### YOUR OBJECTIVE
Please copy every line of the listing below without any change.

### DATA EXCERPTS
* * *

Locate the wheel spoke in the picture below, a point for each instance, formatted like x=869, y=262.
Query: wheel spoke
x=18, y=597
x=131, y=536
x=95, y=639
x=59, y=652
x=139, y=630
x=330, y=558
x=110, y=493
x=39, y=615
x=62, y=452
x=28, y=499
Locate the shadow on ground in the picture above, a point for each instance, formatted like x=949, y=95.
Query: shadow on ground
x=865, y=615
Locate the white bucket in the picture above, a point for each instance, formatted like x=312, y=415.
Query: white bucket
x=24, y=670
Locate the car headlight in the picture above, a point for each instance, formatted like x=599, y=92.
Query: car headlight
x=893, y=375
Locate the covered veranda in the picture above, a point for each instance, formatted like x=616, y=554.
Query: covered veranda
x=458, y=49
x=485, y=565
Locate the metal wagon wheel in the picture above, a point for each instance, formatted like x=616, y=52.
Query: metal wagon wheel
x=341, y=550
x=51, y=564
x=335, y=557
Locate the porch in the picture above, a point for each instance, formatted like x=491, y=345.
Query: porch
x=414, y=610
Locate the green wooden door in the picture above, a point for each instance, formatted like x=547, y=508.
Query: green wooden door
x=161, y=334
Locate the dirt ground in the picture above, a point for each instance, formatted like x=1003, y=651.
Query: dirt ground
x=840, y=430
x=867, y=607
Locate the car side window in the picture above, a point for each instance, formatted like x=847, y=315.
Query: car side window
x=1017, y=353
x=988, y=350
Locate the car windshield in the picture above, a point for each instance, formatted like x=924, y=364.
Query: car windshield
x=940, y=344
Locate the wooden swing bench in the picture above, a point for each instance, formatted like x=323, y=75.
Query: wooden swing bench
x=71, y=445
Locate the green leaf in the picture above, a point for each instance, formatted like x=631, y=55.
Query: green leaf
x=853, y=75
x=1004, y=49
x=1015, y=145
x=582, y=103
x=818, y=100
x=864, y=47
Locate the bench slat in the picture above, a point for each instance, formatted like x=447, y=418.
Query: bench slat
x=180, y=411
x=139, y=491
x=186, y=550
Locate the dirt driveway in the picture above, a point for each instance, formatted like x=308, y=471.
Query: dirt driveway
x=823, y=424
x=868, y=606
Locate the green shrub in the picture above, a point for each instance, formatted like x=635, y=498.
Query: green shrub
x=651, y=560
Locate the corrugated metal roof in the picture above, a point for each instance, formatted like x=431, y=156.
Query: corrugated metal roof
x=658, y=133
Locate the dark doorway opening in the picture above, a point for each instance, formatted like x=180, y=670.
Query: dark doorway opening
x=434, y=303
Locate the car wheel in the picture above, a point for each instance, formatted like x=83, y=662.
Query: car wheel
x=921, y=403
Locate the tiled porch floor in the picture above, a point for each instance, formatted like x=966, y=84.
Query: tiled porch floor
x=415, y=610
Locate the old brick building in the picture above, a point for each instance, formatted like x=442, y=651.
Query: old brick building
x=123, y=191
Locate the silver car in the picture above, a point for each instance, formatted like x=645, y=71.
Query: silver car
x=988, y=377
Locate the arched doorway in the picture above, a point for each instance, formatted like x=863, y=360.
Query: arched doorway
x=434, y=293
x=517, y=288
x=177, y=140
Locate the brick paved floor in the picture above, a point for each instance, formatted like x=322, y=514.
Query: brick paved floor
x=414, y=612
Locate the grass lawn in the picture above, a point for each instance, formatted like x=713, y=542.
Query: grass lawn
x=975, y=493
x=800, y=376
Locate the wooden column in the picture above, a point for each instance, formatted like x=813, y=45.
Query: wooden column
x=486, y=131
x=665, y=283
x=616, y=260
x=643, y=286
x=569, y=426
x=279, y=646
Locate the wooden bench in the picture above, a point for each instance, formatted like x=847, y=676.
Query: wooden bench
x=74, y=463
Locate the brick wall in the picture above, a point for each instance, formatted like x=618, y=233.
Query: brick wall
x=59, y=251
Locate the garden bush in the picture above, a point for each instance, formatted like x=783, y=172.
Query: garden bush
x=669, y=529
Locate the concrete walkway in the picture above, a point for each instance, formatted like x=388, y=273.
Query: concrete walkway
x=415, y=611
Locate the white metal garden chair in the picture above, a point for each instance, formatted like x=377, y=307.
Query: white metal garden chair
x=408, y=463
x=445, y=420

* * *

### FULL SOLUTION
Locate the wheel spoke in the picture below, a point for each instance, formatted like x=869, y=262.
Query: wheel spoke
x=18, y=597
x=131, y=536
x=95, y=639
x=59, y=652
x=139, y=630
x=330, y=558
x=110, y=493
x=39, y=615
x=62, y=452
x=28, y=499
Locate the shadow on ground in the picture above, a point for each instance, formatted like x=949, y=95.
Query: shadow on ground
x=865, y=615
Locate the white bucket in the picture above, a point for each instance, formatted like x=312, y=415.
Query: white bucket
x=24, y=670
Locate the car headlight in the picture above, a point for each instance, formatted like x=599, y=92.
Query: car headlight
x=893, y=375
Locate the covered veranda in the picture above, a point for each instance, formatted like x=616, y=554.
Query: covered veranda
x=458, y=49
x=485, y=565
Locate the metal wagon wheel in the picture above, a point for each instance, formatted like x=616, y=52.
Query: metal wagon wheel
x=341, y=550
x=51, y=564
x=335, y=557
Locate the porch in the picture above, a point for each instance, formatted like x=491, y=345.
Query: porch
x=414, y=610
Locate the green wooden door in the picture above, a point for each instance, formatted like x=547, y=508.
Query: green wooden door
x=161, y=334
Locate the dirt ground in the picture above, a point for each instance, formatted like x=1003, y=651.
Query: dirt ground
x=840, y=430
x=867, y=607
Locate the car side window in the picture above, a point for each instance, formatted like x=847, y=315.
Query: car side window
x=1017, y=353
x=988, y=350
Locate the car windshield in the picture above, a point for each instance, formatted like x=924, y=364.
Query: car windshield
x=940, y=344
Locate the wooden swing bench in the picture above, a point for each instance, formatted like x=323, y=75.
Query: wooden swing bench
x=71, y=445
Locate the green leaf in the picture above, a point for each instance, formatted like x=631, y=55.
Query: green leaf
x=853, y=75
x=1004, y=49
x=1015, y=145
x=582, y=103
x=818, y=100
x=864, y=47
Locate the bench slat in the picture above, a point for each instance, formatted like x=447, y=418.
Query: bench slat
x=180, y=411
x=139, y=491
x=186, y=550
Locate the dirt driveway in the picture above, a point for each instance, formatted like x=308, y=471.
Query: dirt driveway
x=823, y=424
x=868, y=606
Locate the green shrub in the picture above, a point for each instance, formatted like x=635, y=498.
Query: green shrub
x=651, y=560
Locate the corrugated metal roof in the picture above, a point for each instance, formatted like x=431, y=156.
Query: corrugated metal roof
x=658, y=133
Locate the dark doorway opening in the picture above, a point for each instance, formatted like x=180, y=670.
Query: dark doorway opening
x=434, y=303
Locate the car wheel in the picture above, a point for each instance, formatted like x=83, y=662.
Query: car wheel
x=921, y=403
Locate the tiled porch floor in the picture above, a point for each instance, formatted like x=966, y=84.
Query: tiled porch floor
x=415, y=610
Locate the old brick building in the picture above, a point for each instance, formatted like x=442, y=651.
Query: old brick building
x=123, y=191
Locate the silver car in the picture above, a point for each instance, formatted like x=645, y=71.
Query: silver car
x=988, y=377
Locate the arched doorway in the picture above, a point for each instance, formatted like x=863, y=360.
Query: arched doorway
x=434, y=293
x=517, y=288
x=177, y=140
Locate the brick paved floor in the picture above, a point for each instance, formatted like x=322, y=514.
Query: brick paved floor
x=414, y=612
Locate the grass lawn in the picture above, a point for each instance, formatted like x=713, y=542.
Query: grass lawn
x=975, y=493
x=800, y=376
Locate the wooden column in the picture above, a point for each instance, formatted like x=813, y=45.
Query: wooden column
x=486, y=131
x=665, y=283
x=616, y=260
x=643, y=286
x=569, y=426
x=279, y=646
Locate the wooden bench in the picture above, a point for each instance, formatted like x=847, y=676.
Query: wooden bench
x=74, y=463
Locate the brick wall in the picture above, a point for each instance, formatted like x=618, y=233.
Query: brick wall
x=59, y=251
Locate the garden bush in the picture above, a point for each instance, formatted like x=783, y=172.
Query: garden bush
x=669, y=529
Locate the concrete walkway in the picture above, a point for each instance, formatted like x=388, y=273.
Query: concrete walkway
x=415, y=611
Locate the white metal garden chair in the picture above, a point for each instance, formatted like x=377, y=307.
Query: white metal garden chair
x=408, y=463
x=445, y=420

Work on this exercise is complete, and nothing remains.